Ganti "Recorded points" dengan "Logged points" di seluruh materi di bawah ini. Tulis ulang semua baris tanpa mengubah bagian lain.
---*---
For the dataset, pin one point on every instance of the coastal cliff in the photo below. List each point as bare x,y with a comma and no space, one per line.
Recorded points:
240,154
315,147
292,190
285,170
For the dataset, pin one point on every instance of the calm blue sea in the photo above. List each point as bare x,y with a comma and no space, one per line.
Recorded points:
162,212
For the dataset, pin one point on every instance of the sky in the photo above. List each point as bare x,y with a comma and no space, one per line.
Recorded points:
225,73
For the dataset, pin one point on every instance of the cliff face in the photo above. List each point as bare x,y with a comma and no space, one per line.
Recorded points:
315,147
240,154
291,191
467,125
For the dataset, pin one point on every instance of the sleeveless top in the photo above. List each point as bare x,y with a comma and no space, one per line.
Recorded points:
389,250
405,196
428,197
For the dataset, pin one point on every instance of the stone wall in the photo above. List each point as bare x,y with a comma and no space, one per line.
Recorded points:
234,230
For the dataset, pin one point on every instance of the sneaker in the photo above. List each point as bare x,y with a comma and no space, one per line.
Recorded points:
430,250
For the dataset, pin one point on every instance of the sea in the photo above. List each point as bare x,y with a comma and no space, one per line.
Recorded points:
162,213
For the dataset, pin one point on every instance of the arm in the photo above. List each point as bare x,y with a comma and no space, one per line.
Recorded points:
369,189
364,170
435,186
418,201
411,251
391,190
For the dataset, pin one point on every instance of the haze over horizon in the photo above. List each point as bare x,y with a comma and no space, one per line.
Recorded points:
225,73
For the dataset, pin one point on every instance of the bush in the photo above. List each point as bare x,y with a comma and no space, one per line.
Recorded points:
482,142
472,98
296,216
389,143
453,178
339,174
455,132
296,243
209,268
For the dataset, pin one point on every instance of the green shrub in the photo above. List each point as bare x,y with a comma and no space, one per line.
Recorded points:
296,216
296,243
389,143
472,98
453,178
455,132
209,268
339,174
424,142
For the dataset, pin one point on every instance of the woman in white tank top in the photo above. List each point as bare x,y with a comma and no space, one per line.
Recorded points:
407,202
---*---
* _Hasil Pengerjaan_
For the dataset, pin one point on every instance of the coastal cliff in the photo below. List each point as bare x,y with a comma and no space, one per line.
Logged points:
240,154
315,147
292,190
285,170
For the dataset, pin one point on every instance of the calm blue sea in the photo above. List each point as bare x,y with a comma and no space, one per line.
Logged points:
162,212
For the dataset, pin one point on every instance of the sky in the photo above. List each point as bare x,y with a comma and no space, one per line.
Logged points:
225,73
For the dataset, pin one point on every instance of the cliff face in the photo above. List each point as bare x,y with a comma and no space, one per line.
Logged points:
315,147
240,154
291,191
467,125
For the dataset, pin one point on every instance of the sleeveless top in the photo above. List each point as bare x,y with a comma and no space, one per line.
Logged points:
389,250
405,196
428,197
For the dataset, pin one point on every instance of the stone wall in the photo above. List each point as bare x,y with a comma and no space, one per line.
Logged points:
234,230
For the dataset, pin one point on every instance of the sneaker in the photo above. List each point as bare x,y with a comma and no space, one per line.
Logged points:
430,250
For the dataset, pin one point on every instance of the sea in the photo above. List each point as bare x,y with a comma and no space, one per line.
Logged points:
162,213
For the dataset, pin one point on every instance of the arm in the photo above. List each point as bare x,y with a comma and no space, one per line.
Logged points:
369,189
364,170
435,186
418,201
411,251
391,190
For the dataset, pin one point on every instance of the haze over horizon in the photo above. List each point as bare x,y with a comma and no space, one per line.
Logged points:
225,73
For the dataset, pin one point on every instance of the bush in the photo above. List each point as bare x,y with a comma and no space, one per line.
Logged points:
482,142
472,98
296,216
389,143
453,178
339,174
455,132
296,243
209,268
For the dataset, pin one point on every instance of the green shrub in the photo above. List each point as bare x,y with a comma and no space, one per line.
Logged points:
296,216
296,243
389,143
472,98
453,178
455,132
209,268
339,174
424,142
For the dataset, pin one point on every instance of the woman in white tank top in the photo above. List each point as bare x,y with a comma and no space, one per line.
Logged points:
407,202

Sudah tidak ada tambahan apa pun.